Tarefa curta A:
No texto sobre a crise timorense, que perspectivas teriam aguçado o apetite australiano?
Tarefa curta B:
Prossiga o texto sobre a crise timorense, começando logo após a última frase apresentada.

Ainda a crise timorense 

por Ana Gomes


Leituras simplistas e ignorantes em Portugal vêem a crise em Díli como se se tratasse de um braço-de-ferro entre agentes pró e anti-portugueses. Há até quem associe Ramos Horta, o novo PM, a interesses australianos ou americanos. Nunca deixei de o criticar, pessoal e publicamente, sempre que dele discordei. Mas não cometo a injúria, nem o grave erro, de atribuir a Ramos Horta desígnios hostis a Portugal ou tendentes a reduzir a influência portuguesa em Timor Leste, e em especial a da língua - que ele, como ninguém, sempre defendeu como estruturante da nação timorense. Só temos de nos culpar a nós por não se falar já mais português em Timor - e os nossos professores e os seus alunos, sem rádio, TV e jornais em língua portuguesa, conseguiram autênticos milagres.
Outros comentadores, que nunca se deram ao trabalho de pôr pé em Timor, desunham-se agora para nos entranhar uma nova e redutora esquizofrenia: um «inimigo» estrangeiro dá jeito para explicar insuficiências próprias. E desta vez não é indonésio, é australiano.
Os interesses estratégicos de Camberra são naturais: além da localização charneira já determinante da tentativa de continuar no território após a II Guerra Mundial, o apetite australiano só poderia ser aguçado pelas perspectivas de petróleo e gás. Mas os responsáveis timorenses que mais apontam o dedo à Austrália não só esqueceram estes interesses, como lhes fizeram o jogo: as dissenções intra-timorenses aproveitam a quem, de fora, nem precisa de dividir para reinar. Quanto a Portugal, sem interesses estratégicos, apenas com obrigações e sentimentos relativamente a Timor, a distância e a falta de capacidades encarregam-se de limitar veleidades interventivas.

Registros do conjunto de dados de anotação por pontos
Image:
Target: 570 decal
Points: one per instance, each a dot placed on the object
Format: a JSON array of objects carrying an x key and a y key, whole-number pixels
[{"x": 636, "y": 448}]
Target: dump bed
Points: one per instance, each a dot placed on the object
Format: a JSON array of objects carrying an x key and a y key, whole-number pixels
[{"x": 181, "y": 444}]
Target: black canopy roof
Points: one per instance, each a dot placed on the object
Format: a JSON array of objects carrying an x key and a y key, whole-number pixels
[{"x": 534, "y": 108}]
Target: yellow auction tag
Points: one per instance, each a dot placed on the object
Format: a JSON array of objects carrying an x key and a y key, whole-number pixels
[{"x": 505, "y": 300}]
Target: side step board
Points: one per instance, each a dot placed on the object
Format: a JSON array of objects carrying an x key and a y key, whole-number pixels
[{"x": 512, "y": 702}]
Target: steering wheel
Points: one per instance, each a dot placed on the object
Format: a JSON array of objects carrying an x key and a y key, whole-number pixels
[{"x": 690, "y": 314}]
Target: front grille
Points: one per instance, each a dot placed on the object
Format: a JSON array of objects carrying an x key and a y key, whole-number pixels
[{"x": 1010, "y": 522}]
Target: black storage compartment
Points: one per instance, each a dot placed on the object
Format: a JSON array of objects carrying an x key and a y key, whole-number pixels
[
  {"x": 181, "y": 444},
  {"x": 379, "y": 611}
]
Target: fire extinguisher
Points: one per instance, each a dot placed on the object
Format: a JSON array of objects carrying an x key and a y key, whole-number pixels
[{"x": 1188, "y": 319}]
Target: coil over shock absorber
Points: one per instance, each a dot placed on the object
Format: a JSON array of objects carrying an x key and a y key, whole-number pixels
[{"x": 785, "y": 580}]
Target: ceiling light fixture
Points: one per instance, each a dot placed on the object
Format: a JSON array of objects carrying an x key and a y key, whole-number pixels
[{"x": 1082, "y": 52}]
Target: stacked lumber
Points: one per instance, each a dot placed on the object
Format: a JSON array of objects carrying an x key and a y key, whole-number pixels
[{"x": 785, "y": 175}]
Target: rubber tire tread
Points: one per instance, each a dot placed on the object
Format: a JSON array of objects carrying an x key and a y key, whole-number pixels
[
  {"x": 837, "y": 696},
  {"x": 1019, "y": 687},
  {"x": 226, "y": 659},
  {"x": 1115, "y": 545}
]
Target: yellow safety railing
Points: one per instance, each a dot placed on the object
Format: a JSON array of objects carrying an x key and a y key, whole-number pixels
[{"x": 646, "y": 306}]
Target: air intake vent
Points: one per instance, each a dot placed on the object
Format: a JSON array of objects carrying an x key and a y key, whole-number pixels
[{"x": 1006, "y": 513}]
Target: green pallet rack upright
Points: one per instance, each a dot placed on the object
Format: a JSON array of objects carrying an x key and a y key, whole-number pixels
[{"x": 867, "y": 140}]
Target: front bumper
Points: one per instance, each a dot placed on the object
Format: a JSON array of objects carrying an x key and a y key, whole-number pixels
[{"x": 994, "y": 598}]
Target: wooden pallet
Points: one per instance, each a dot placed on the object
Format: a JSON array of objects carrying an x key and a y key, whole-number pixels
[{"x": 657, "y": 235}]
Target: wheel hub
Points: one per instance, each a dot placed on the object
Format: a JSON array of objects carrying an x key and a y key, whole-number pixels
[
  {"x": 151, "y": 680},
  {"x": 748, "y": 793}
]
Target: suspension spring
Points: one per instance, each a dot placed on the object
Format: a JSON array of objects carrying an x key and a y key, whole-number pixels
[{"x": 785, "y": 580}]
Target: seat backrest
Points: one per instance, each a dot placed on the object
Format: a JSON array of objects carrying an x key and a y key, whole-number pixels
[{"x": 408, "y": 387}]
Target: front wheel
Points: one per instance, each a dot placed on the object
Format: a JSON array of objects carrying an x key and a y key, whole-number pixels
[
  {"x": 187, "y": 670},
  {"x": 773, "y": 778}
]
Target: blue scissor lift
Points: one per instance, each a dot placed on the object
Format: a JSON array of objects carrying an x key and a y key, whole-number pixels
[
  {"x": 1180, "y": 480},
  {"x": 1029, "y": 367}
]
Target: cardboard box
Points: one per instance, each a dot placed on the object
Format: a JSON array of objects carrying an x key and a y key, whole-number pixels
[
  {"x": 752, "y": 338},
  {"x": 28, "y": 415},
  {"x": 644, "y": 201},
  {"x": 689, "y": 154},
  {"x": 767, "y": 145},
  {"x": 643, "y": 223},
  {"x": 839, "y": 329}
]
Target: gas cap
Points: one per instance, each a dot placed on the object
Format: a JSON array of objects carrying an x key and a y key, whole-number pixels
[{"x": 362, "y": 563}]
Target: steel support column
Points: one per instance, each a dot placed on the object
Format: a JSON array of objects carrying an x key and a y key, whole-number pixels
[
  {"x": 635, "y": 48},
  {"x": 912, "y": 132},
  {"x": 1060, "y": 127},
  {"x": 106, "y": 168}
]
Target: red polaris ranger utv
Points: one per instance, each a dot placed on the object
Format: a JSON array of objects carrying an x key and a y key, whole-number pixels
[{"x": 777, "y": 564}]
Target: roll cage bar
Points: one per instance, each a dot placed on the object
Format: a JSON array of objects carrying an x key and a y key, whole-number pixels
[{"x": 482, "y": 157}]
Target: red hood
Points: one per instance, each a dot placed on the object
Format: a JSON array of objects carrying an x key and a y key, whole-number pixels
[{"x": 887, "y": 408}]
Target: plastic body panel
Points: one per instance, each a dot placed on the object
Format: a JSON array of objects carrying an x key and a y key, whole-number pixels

Resultado do exercício A:
As perspectivas de petróleo e gás.

Resultado do exercício B:
Mantenho que esta crise, aproveitando embora a interesses alheios, é de produção timorense. E que o ex-Primeiro Ministro, que continuo a considerar um homem sério, é o principal responsável. Pela crise e pelo seu prolongamento desnecessário. Se ele se tivesse demitido mais cedo, as forças estrangeiras talvez nem tivessem de ter sido pedidas. E ele teria saído mostrando desapego ao poder e com mais dignidade.
Mari Alkatiri governou bem nalguns aspectos, em especial na dura negociação com a Austrália e na criação do Fundo do Petróleo para garantir proventos às gerações vindouras. Onde errou ele? Desde logo ao despedir um terço das forças armadas, convidando à sublevação. Mas também ao manter no governo um ministro com passado criminoso, que lhe arruinou a relação com a Igreja e o Presidente, corrompeu a polícia, armou milícias e atiçou divisões; e que agora se vinga, procurando arrastar consigo o ex-PM. Errou na política salazarenta de não ter dívidas na banca, mas deixando 80% da população sem nada para fazer ou comer. Errou por subestimar a Igreja - num país onde as homilias continuam a ser os «media» - e por esvaziar de poderes o Presidente, desaproveitando-lhe a capacidade de comunicar com o povo - que ele, PM, por inabilidade, só conseguia indispor.
Mari Alkatiri errou, em suma, porque nunca se libertou da matriz totalitária, nem deixou que a FRETILIN dela se libertasse, como se viu no Congresso do braço no ar. A verdade, é que o povo nunca elegeu Alkatiri Primeiro Ministro, como elegeu Xanana Gusmão para a presidência. Em 2001, o povo foi chamado a escolher uma Assembleia Constituinte, que a UNTAET, por pressa e comodidade, como tem notado Pedro Bacelar de Vasconcelos, deixou transformar em Assembleia Legislativa, convertendo o chefe do partido dominante, a FRETILIN, em Primeiro Ministro. Já em 2001 Mari Alkatiri não conseguia conter a tentação totalitária: em plena campanha eleitoral, vangloriava-se de que a FRETILIN ia ganhar com 85% dos votos; e os seus apoiantes ameaçavam os adversários de ir varrer ruas (na altura protestei junto de Alkatiri; como reagiria se só tivesse 60%? Enganei-me por pouco - a Fretilin teve 57,37% dos votos).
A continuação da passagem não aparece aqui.